Modification of a designed amphipathic cell-penetrating peptide and its effect on solubility, secondary structure, and uptake efficiency

Abstract

The development of safe and efficient nonviral gene delivery carriers has received a great deal of attention in the past decade. A class of amphipathic peptides has shown to be able to cross cell membranes and deliver cargo to the intracellular environment. Here, we introduce an 18-mer amphipathic peptide, C6M1, as a modified version of peptide C6 for short interfering RNA (siRNA) delivery. The importance of tryptophan residues and the effect of peptide sequence modification on its solubility, secondary structure, cytotoxicity, and uptake efficiency were investigated. The solubility of C6M1 in aqueous solutions was greatly enhanced compared to that of C6, confirmed by surface tension and anilinonaphthalene-8-sulfonic acid fluorescence measurements. C6M1 had a random/helical structure in water with the ability to attain a helical conformation in the presence of anionic components or membrane-mimicking environments. The modification significantly reduced the cytotoxicity of the peptide, making it a safer carrier for siRNA delivery. C6M1 was also found ∼90% more efficient than C6 in delivering Cy3-labeled siRNA in Chinese hamster ovary cells.

▸ **Work instructions**:
1. In which cells does the abstract report testing delivery of Cy3-labeled siRNA?
2. According to the abstract, why is C6M1 a safer carrier for siRNA delivery?
The material that comes next is separate from the abstract.

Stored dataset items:
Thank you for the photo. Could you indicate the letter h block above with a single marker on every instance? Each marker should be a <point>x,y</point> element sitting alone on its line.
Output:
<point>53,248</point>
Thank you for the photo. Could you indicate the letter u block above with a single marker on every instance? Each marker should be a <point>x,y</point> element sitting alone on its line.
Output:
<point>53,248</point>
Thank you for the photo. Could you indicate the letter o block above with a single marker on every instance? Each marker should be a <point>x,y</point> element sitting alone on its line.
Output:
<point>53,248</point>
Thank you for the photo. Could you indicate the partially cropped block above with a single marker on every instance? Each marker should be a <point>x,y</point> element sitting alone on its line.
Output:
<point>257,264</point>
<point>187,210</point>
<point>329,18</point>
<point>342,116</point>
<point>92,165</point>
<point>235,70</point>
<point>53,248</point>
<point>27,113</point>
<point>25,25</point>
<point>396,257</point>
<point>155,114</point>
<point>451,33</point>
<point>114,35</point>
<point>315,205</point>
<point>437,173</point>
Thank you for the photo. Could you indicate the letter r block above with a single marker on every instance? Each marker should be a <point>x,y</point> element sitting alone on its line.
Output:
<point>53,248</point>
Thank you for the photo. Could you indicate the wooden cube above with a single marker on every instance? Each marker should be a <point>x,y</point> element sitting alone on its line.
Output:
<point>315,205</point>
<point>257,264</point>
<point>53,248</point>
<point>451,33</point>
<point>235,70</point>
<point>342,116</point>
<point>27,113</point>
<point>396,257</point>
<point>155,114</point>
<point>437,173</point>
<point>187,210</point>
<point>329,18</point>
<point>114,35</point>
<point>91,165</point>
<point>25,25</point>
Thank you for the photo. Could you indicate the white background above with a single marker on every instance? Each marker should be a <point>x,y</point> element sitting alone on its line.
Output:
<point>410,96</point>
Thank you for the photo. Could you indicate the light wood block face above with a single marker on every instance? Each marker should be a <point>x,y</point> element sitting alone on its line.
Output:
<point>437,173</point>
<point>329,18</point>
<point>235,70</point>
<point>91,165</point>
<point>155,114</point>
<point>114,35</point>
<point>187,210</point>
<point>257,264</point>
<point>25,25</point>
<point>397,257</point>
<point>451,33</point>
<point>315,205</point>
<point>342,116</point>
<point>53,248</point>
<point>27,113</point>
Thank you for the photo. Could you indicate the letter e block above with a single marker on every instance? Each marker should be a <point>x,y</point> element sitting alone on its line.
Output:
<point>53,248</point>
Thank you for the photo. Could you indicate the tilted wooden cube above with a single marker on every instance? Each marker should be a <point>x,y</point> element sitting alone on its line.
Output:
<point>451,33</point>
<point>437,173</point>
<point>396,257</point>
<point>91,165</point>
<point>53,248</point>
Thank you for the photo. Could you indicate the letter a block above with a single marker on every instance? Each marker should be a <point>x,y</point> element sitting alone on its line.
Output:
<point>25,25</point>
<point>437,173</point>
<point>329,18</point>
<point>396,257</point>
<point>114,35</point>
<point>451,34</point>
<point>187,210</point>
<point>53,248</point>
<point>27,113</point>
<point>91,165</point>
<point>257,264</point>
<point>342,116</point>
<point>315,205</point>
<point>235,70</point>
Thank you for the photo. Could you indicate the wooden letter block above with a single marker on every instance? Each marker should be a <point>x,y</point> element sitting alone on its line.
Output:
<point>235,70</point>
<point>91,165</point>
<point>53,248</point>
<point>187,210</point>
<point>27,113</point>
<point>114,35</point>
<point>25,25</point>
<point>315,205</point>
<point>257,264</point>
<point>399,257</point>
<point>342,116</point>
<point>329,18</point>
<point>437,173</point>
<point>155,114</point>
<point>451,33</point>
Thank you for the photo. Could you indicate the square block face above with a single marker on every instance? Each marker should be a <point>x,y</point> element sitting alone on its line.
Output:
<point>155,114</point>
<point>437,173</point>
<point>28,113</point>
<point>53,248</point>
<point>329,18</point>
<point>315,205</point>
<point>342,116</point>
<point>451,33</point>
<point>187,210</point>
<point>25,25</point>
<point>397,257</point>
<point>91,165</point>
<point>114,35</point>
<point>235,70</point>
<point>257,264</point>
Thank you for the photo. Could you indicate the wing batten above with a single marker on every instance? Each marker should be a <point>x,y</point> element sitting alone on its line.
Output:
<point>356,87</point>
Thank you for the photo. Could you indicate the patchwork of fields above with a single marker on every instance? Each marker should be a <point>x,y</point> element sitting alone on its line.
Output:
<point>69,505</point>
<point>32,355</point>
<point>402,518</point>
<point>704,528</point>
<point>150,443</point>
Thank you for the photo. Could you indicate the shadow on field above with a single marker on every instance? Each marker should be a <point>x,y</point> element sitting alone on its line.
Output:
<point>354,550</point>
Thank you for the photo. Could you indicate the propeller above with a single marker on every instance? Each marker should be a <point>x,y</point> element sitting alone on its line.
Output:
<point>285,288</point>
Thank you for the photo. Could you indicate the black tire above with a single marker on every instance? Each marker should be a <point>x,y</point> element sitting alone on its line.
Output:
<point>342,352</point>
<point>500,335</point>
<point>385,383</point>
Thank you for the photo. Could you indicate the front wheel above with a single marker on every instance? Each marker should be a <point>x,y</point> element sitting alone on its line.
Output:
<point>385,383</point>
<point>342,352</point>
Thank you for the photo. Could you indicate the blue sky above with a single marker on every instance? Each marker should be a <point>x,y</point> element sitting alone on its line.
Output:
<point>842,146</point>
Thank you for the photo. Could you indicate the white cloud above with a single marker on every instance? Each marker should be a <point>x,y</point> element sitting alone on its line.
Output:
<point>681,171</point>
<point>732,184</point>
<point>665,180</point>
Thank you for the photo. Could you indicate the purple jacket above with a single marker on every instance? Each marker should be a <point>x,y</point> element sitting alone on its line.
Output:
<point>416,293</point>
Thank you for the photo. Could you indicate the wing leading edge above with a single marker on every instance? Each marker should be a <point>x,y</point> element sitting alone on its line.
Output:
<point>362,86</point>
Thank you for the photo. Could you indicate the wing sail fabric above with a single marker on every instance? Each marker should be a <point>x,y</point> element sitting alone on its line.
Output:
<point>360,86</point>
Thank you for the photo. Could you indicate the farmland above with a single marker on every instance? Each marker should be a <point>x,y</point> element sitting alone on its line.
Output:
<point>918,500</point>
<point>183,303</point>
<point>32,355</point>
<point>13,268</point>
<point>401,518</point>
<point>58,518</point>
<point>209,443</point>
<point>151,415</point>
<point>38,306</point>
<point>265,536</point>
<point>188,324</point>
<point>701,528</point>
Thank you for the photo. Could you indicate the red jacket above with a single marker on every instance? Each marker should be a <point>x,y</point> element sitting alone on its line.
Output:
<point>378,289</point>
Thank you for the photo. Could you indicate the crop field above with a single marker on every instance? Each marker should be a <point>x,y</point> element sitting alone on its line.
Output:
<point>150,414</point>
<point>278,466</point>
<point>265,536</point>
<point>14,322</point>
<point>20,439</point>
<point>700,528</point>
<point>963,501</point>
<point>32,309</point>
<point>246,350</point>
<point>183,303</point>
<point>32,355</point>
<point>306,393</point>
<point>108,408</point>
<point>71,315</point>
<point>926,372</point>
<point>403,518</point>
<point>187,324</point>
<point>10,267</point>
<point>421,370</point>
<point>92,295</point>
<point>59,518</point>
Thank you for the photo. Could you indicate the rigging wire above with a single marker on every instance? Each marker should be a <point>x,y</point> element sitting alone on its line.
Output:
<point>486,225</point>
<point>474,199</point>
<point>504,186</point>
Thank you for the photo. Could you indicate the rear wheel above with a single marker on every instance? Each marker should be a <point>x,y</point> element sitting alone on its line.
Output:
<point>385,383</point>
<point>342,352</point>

▸ **Answers by task**:
1. Chinese hamster ovary cells.

2. The modification to the peptide sequence significantly reduced its cytotoxicity, which makes C6M1 a safer carrier for siRNA delivery.